EXERCISE:
Copy only what runs from the line containing "Annotation task — annotate the stage" through the end of the material below, line for line, with both ends included.

DATASET ENTRIES:
______________________________
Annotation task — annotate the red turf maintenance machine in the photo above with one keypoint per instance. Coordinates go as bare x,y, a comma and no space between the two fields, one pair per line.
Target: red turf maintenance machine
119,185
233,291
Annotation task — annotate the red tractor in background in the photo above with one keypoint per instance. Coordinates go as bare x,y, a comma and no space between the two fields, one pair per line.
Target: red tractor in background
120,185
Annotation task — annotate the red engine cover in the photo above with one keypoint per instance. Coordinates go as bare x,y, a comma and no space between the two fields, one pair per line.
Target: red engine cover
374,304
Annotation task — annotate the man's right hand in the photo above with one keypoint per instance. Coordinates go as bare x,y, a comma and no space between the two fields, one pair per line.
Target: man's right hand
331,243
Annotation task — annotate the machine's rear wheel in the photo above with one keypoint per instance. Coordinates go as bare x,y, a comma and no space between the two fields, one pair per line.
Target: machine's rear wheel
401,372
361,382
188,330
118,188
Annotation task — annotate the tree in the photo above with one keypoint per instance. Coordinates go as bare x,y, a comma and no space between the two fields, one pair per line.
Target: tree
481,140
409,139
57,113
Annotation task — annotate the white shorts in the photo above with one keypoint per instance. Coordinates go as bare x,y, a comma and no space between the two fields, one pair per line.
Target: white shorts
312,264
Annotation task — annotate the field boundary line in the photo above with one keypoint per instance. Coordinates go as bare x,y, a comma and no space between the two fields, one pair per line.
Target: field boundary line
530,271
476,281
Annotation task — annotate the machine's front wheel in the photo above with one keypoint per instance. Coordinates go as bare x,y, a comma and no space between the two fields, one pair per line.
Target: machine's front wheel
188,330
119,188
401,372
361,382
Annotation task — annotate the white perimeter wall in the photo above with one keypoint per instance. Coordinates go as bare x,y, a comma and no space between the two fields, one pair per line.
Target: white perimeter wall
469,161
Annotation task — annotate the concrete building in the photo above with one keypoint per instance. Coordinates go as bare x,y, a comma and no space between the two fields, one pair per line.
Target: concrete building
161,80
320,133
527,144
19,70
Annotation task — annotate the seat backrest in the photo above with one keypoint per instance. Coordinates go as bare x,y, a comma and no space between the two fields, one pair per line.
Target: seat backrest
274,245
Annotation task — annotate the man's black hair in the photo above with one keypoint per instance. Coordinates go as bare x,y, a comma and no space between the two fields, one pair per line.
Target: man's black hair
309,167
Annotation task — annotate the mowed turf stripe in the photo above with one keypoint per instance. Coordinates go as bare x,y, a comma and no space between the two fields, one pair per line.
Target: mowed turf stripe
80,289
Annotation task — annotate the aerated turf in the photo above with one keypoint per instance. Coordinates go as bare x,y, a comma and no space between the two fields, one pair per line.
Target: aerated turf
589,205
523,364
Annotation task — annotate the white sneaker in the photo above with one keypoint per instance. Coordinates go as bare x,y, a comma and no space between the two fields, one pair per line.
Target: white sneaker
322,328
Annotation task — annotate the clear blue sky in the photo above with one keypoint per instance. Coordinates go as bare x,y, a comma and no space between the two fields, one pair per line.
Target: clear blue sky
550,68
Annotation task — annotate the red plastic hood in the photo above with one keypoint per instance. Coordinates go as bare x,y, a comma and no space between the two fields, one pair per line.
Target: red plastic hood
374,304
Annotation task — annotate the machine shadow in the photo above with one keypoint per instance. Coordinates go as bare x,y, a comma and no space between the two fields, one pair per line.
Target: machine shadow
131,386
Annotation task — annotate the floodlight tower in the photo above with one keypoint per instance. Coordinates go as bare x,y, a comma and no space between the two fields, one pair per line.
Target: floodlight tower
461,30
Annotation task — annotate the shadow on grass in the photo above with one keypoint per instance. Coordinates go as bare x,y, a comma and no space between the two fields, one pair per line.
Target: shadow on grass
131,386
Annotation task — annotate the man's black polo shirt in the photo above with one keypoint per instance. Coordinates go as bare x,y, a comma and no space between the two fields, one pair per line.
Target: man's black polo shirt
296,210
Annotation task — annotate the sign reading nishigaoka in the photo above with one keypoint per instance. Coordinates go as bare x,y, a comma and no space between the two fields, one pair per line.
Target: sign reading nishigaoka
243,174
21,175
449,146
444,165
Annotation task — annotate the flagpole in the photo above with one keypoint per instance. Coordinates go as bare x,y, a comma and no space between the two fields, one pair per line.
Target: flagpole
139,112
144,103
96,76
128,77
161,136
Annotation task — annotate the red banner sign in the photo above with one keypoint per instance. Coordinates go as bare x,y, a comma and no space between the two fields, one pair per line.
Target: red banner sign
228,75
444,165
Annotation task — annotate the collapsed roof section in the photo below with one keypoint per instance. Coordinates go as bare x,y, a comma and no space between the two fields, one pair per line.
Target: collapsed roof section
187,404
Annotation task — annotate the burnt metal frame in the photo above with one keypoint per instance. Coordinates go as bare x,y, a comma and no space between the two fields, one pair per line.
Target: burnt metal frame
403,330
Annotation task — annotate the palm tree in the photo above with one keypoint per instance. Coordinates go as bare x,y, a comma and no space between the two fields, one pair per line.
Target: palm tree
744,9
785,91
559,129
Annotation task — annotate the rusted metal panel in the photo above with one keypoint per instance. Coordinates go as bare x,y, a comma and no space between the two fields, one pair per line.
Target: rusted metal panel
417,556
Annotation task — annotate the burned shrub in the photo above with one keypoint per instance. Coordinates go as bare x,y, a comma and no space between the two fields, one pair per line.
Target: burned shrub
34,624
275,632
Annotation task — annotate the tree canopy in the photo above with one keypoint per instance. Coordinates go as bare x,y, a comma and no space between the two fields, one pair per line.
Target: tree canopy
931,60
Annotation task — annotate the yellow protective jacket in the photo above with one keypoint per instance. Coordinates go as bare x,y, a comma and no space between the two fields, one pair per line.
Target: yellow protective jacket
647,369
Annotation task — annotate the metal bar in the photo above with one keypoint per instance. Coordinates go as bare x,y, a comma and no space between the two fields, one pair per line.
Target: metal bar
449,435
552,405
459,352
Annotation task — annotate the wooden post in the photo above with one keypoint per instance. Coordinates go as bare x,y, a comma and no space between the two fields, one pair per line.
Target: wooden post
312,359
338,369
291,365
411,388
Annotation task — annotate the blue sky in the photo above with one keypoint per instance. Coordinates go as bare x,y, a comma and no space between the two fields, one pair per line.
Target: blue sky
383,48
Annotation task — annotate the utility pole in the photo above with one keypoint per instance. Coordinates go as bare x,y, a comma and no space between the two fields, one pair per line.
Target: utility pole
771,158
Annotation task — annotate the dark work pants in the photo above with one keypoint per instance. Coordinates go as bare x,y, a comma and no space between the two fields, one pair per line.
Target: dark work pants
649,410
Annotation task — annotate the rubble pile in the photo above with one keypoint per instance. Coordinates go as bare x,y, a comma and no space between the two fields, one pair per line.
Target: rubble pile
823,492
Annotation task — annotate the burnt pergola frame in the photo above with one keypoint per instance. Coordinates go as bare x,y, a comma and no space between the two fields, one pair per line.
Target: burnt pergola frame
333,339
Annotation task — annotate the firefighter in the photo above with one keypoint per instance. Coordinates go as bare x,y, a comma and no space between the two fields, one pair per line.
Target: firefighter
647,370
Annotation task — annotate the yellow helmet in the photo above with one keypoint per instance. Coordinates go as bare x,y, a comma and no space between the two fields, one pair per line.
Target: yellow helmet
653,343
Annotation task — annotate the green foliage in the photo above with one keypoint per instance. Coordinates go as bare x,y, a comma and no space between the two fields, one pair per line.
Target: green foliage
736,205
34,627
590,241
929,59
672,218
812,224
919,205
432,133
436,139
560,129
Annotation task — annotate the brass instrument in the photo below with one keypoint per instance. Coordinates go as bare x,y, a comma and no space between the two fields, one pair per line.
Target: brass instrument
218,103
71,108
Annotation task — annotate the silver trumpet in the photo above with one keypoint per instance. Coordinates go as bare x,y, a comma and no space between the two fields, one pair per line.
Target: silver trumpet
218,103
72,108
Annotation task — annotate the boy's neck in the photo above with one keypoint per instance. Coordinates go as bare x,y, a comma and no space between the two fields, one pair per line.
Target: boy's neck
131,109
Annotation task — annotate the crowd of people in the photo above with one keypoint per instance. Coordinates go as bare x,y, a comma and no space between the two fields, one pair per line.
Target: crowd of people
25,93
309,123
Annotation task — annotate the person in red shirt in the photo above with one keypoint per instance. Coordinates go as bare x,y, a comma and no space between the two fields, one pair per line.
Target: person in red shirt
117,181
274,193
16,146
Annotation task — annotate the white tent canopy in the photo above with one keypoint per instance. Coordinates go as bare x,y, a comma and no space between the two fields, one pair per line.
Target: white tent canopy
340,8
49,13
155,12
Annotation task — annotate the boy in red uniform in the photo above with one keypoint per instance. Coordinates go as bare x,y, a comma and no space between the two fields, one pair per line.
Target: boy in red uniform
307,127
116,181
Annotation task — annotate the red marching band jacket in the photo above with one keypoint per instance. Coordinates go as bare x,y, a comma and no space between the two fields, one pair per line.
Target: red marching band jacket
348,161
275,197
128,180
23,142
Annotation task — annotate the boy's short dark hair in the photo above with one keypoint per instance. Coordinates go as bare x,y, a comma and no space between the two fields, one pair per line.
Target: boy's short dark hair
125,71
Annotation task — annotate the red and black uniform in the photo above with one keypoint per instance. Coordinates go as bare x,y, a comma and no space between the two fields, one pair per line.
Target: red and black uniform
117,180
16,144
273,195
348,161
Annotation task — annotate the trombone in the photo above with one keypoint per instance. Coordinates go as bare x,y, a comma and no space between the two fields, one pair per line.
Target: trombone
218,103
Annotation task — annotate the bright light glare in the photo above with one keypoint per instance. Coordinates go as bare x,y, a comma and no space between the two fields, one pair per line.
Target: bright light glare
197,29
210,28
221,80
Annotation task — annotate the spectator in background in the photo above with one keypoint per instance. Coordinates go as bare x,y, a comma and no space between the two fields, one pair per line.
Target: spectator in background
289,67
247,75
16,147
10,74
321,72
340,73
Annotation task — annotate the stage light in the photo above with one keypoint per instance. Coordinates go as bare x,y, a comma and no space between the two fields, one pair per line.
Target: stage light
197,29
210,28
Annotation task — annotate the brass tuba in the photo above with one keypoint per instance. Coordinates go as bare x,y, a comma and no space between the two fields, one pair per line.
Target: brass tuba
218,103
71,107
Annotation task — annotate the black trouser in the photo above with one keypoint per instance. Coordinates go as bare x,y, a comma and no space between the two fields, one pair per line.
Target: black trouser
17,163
______________________________
ANSWER IN FULL:
Annotation task — annotate the stage light in the photo above with one keypoint per instance. Coordinates go as bare x,y, a comma and no space between the two fields, one pair per line.
Target: stage light
197,29
210,28
Annotation task — annotate the brass tuba in the photo above with one keypoint per instance. Coordinates go as bare x,y, a comma and no space between the two fields, one pair per line.
Target: brass tuba
218,103
71,107
Annotation task — annotate the black trouser in the photo above with one keypoint per instance. Coordinates go as bare x,y, a comma and no space between the two fields, one pair per line.
Target: black trouser
17,163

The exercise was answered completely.